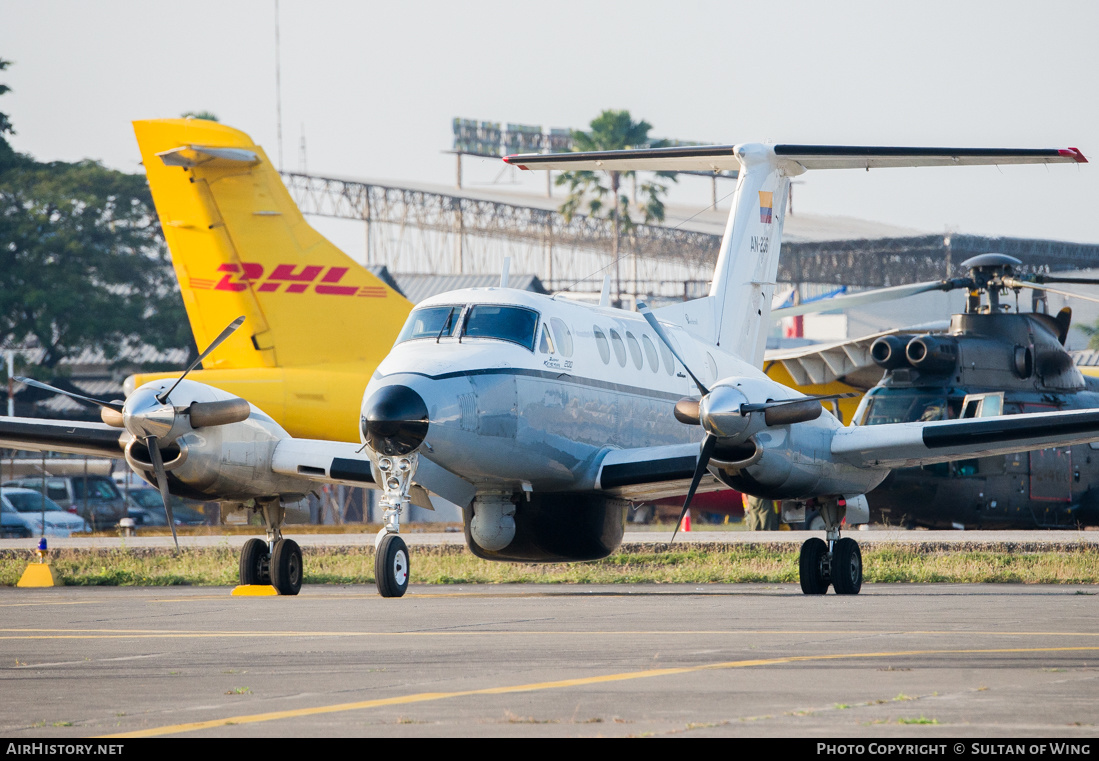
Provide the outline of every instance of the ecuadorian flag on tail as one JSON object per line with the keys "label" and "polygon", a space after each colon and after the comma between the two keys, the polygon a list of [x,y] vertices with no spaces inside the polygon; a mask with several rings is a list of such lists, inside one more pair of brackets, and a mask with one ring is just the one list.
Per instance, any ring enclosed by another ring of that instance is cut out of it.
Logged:
{"label": "ecuadorian flag on tail", "polygon": [[759,191],[759,221],[761,224],[771,224],[771,198],[773,195],[773,193],[766,190]]}

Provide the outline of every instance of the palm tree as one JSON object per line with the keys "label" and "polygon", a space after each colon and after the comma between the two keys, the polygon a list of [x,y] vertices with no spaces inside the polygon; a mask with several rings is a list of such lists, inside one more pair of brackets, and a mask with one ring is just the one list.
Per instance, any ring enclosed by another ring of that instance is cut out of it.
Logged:
{"label": "palm tree", "polygon": [[[574,130],[572,133],[572,147],[576,151],[620,151],[628,148],[657,148],[663,145],[663,141],[649,139],[649,130],[652,125],[647,121],[634,121],[629,111],[606,110],[592,119],[590,132]],[[668,192],[667,185],[659,182],[659,179],[668,179],[675,182],[673,172],[656,172],[652,180],[643,182],[638,186],[634,172],[608,171],[609,187],[603,184],[602,173],[592,171],[563,172],[558,175],[555,184],[567,185],[568,198],[561,205],[560,212],[565,221],[571,222],[573,215],[583,210],[588,216],[611,220],[614,237],[612,239],[611,256],[614,260],[614,287],[615,304],[621,305],[621,292],[618,273],[618,248],[619,238],[623,233],[629,233],[634,227],[631,208],[641,214],[641,220],[645,223],[664,221],[663,196]],[[630,198],[620,193],[623,179],[631,179],[634,182],[634,200],[631,206]],[[642,203],[637,202],[638,190],[641,191]],[[633,254],[633,290],[637,291],[637,254]]]}

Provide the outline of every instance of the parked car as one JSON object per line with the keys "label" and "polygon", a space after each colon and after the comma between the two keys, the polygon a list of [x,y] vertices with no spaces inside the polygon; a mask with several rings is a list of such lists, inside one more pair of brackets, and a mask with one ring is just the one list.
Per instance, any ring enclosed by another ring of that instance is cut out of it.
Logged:
{"label": "parked car", "polygon": [[[187,502],[176,496],[171,497],[172,519],[177,526],[202,526],[206,516]],[[167,526],[168,516],[164,514],[164,502],[157,489],[134,489],[130,492],[130,507],[126,514],[135,526]]]}
{"label": "parked car", "polygon": [[[26,533],[21,533],[22,536],[41,536],[43,533],[46,536],[72,536],[74,532],[88,530],[87,523],[79,515],[62,510],[52,499],[43,497],[41,492],[33,489],[0,489],[0,506],[5,518],[17,517],[22,521],[27,529]],[[42,530],[43,520],[45,531]]]}
{"label": "parked car", "polygon": [[79,515],[93,530],[111,528],[126,517],[126,500],[107,476],[23,476],[3,484],[4,488],[33,489],[39,494],[43,485],[48,499]]}
{"label": "parked car", "polygon": [[7,501],[0,500],[0,539],[26,539],[30,536],[34,534],[19,511]]}

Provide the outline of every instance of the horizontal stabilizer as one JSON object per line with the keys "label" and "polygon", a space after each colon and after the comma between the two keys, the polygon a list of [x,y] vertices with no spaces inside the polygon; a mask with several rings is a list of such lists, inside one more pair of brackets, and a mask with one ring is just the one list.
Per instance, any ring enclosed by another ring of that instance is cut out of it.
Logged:
{"label": "horizontal stabilizer", "polygon": [[[521,153],[504,161],[520,169],[588,171],[739,170],[743,145],[696,145],[625,151]],[[981,164],[1087,163],[1076,148],[909,148],[896,146],[774,145],[759,146],[802,169],[880,169],[912,166],[976,166]]]}
{"label": "horizontal stabilizer", "polygon": [[1089,441],[1099,441],[1099,410],[851,426],[833,437],[832,454],[858,467],[908,468]]}
{"label": "horizontal stabilizer", "polygon": [[255,151],[243,148],[217,148],[203,145],[185,145],[157,154],[165,166],[183,166],[192,169],[196,166],[229,167],[234,165],[253,166],[259,163]]}

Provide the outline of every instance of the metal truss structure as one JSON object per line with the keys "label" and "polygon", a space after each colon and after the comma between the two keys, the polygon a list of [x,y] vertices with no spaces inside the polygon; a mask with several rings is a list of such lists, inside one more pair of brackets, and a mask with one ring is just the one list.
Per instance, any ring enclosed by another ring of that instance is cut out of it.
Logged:
{"label": "metal truss structure", "polygon": [[[696,296],[713,271],[720,236],[635,225],[611,259],[606,220],[413,188],[282,173],[302,212],[358,220],[367,227],[367,264],[397,272],[460,274],[499,269],[537,273],[553,290],[598,291],[604,273],[619,291],[663,298]],[[1099,245],[975,235],[786,241],[779,281],[884,287],[959,274],[962,261],[999,252],[1021,259],[1024,272],[1099,266]],[[613,269],[612,269],[613,267]]]}

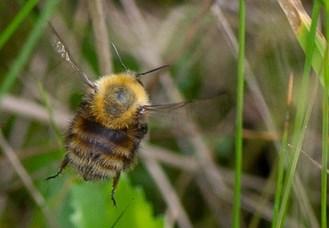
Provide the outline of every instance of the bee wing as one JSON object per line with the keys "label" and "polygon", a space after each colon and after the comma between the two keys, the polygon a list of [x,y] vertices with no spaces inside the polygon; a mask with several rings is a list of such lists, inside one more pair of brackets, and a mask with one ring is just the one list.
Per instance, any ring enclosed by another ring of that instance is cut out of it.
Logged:
{"label": "bee wing", "polygon": [[202,104],[202,103],[209,103],[209,102],[217,102],[218,99],[222,99],[223,95],[227,95],[226,92],[219,92],[215,95],[205,97],[205,98],[200,98],[200,99],[195,99],[195,100],[190,100],[190,101],[180,101],[180,102],[175,102],[175,103],[168,103],[168,104],[151,104],[151,105],[145,105],[144,108],[146,111],[149,112],[161,112],[161,111],[172,111],[180,108],[187,107],[189,105],[196,106],[197,104]]}
{"label": "bee wing", "polygon": [[169,104],[145,105],[144,109],[148,112],[172,111],[175,109],[182,108],[189,103],[191,103],[191,101],[182,101],[182,102],[169,103]]}
{"label": "bee wing", "polygon": [[[228,111],[227,100],[221,94],[192,101],[148,105],[145,110],[150,114],[151,133],[154,129],[167,129],[175,135],[181,134],[188,137],[190,132],[184,130],[186,121],[196,122],[207,133],[216,131],[224,114]],[[164,134],[168,135],[166,131]]]}

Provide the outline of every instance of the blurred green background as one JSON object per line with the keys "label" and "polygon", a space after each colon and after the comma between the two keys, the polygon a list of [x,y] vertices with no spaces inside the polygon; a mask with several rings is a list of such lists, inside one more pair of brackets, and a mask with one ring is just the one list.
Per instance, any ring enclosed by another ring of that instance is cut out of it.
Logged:
{"label": "blurred green background", "polygon": [[[103,1],[97,16],[90,2],[0,2],[0,227],[230,227],[238,3]],[[130,70],[170,64],[142,80],[153,103],[196,100],[150,117],[139,162],[120,180],[117,208],[110,180],[84,182],[68,168],[45,181],[60,165],[65,128],[85,93],[79,73],[57,53],[48,22],[93,80],[125,70],[113,42]],[[295,115],[295,103],[286,102],[288,78],[298,97],[304,53],[276,1],[247,1],[246,24],[241,224],[270,227],[279,132],[287,110]],[[315,77],[310,86],[317,88]],[[224,95],[198,101],[218,92]],[[317,161],[321,102],[310,96],[303,150]],[[303,155],[299,166],[302,188],[292,194],[287,227],[313,227],[320,171]]]}

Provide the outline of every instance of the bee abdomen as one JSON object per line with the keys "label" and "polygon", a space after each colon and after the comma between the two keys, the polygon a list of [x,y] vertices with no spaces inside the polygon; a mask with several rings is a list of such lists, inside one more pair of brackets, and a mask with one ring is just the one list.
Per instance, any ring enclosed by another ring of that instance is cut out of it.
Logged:
{"label": "bee abdomen", "polygon": [[84,179],[105,179],[133,165],[141,139],[78,115],[66,138],[68,158]]}

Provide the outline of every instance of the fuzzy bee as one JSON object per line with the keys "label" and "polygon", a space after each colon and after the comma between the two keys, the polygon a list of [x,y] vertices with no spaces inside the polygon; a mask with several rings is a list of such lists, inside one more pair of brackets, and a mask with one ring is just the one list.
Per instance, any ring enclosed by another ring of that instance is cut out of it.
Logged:
{"label": "fuzzy bee", "polygon": [[54,29],[53,32],[58,39],[57,51],[83,76],[88,88],[67,130],[67,153],[59,171],[47,179],[57,177],[68,165],[77,170],[84,180],[113,178],[112,201],[116,205],[114,193],[120,174],[135,164],[139,144],[147,133],[147,114],[179,108],[187,102],[150,104],[139,78],[167,65],[144,73],[111,74],[95,82],[90,81],[77,67],[57,32]]}

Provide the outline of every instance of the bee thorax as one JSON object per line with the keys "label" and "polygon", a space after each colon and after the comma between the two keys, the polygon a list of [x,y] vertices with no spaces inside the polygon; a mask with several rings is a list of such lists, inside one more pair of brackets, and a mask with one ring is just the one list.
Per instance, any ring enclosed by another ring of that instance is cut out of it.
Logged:
{"label": "bee thorax", "polygon": [[105,112],[112,118],[120,117],[129,110],[136,98],[134,93],[125,87],[114,86],[109,88],[105,95]]}

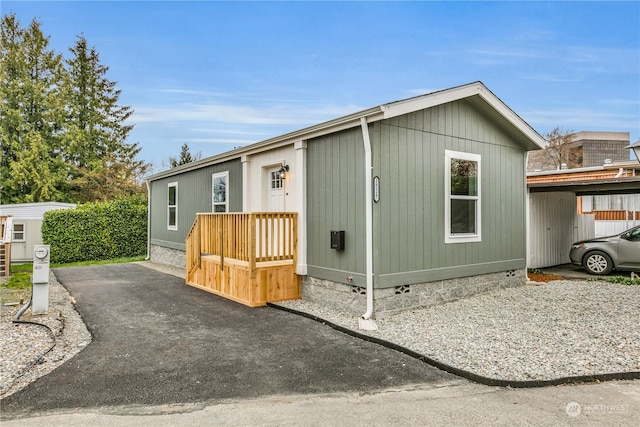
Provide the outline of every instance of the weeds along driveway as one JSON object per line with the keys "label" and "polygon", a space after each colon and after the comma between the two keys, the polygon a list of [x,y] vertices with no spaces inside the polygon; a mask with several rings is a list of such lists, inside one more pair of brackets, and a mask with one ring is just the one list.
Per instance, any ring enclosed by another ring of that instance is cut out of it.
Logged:
{"label": "weeds along driveway", "polygon": [[93,341],[4,399],[5,415],[462,381],[315,321],[248,308],[140,265],[54,273],[75,298]]}

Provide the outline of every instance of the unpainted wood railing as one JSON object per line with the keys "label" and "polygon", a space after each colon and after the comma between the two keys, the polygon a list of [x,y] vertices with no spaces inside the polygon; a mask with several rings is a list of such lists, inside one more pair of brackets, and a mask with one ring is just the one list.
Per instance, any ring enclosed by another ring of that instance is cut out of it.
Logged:
{"label": "unpainted wood railing", "polygon": [[294,212],[199,213],[186,238],[187,275],[200,267],[205,255],[249,263],[297,262],[298,214]]}

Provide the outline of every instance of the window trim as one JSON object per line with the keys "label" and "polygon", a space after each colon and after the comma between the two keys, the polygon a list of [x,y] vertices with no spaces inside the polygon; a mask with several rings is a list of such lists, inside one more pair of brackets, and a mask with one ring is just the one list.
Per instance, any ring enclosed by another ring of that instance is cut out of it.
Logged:
{"label": "window trim", "polygon": [[[170,188],[175,188],[175,204],[170,204],[169,192]],[[175,224],[171,225],[171,208],[175,209]],[[178,230],[178,183],[176,181],[167,184],[167,230]]]}
{"label": "window trim", "polygon": [[[474,153],[462,151],[445,150],[445,179],[444,179],[444,242],[445,243],[470,243],[482,241],[482,168],[481,156]],[[454,196],[451,194],[451,160],[468,160],[477,163],[478,168],[478,191],[477,196]],[[476,201],[476,232],[475,233],[451,233],[451,201],[452,200],[475,200]]]}
{"label": "window trim", "polygon": [[[19,233],[22,233],[22,239],[16,238],[16,225],[21,225],[22,226],[22,231],[19,231]],[[24,222],[14,222],[12,228],[13,228],[11,230],[11,241],[12,242],[26,242],[27,241],[27,224],[26,223],[24,223]]]}
{"label": "window trim", "polygon": [[[215,201],[215,181],[216,178],[221,178],[224,177],[225,180],[225,186],[224,186],[224,203],[218,202],[216,203]],[[229,212],[229,171],[224,171],[224,172],[216,172],[214,174],[211,174],[211,212],[216,212],[216,206],[223,206],[224,205],[224,211],[225,212]],[[218,213],[222,213],[222,212],[218,212]]]}

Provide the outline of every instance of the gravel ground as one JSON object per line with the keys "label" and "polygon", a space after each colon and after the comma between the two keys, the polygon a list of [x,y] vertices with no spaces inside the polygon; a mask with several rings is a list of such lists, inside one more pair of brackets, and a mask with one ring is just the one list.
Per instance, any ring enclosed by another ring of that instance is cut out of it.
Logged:
{"label": "gravel ground", "polygon": [[[153,268],[153,266],[150,266]],[[19,307],[2,307],[0,399],[73,357],[91,341],[73,299],[50,276],[49,316],[11,321]],[[358,330],[353,314],[305,301],[282,306]],[[640,286],[593,281],[527,285],[392,315],[377,331],[393,342],[478,375],[507,380],[640,371]],[[47,350],[55,341],[51,351]]]}
{"label": "gravel ground", "polygon": [[[357,330],[353,314],[279,303]],[[640,371],[640,286],[553,281],[407,311],[359,331],[502,380]]]}
{"label": "gravel ground", "polygon": [[73,307],[72,297],[53,273],[49,275],[49,314],[31,316],[29,309],[20,318],[49,329],[13,323],[20,308],[0,308],[0,399],[48,374],[91,342],[91,334]]}

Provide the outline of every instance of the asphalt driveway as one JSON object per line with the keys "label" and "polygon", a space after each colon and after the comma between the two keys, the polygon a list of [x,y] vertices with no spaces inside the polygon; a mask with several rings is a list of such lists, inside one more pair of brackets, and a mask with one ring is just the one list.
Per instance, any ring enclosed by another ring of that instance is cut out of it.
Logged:
{"label": "asphalt driveway", "polygon": [[372,392],[457,377],[295,314],[248,308],[137,264],[56,269],[93,334],[2,402],[5,415]]}

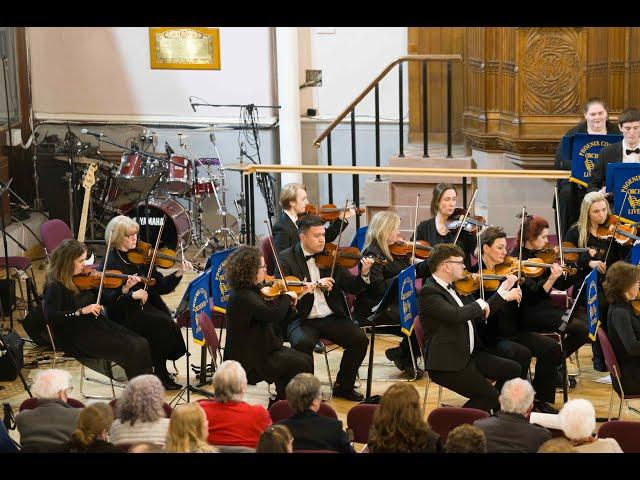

__________

Aim of the exercise:
Repeat the lines from the line containing "Provide the outline of every instance of the asphalt" through the end of the material above exactly, with no pictures and nothing else.

Response to the task:
Provide the outline of every instance of the asphalt driveway as one JSON object per line with the keys "label" and "polygon", a space after each colon and after the comma between the two keys, the polygon a list of [x,y] vertices with no spaces inside the polygon; a mask with several rings is a list of such lists, inside one more pair of brackets, and a mask with one ring is just the one list.
Per instance, any ring enclosed by another ring of that instance is cut out of it.
Logged:
{"label": "asphalt driveway", "polygon": [[372,392],[457,377],[295,314],[248,308],[137,264],[56,269],[93,334],[2,402],[5,415]]}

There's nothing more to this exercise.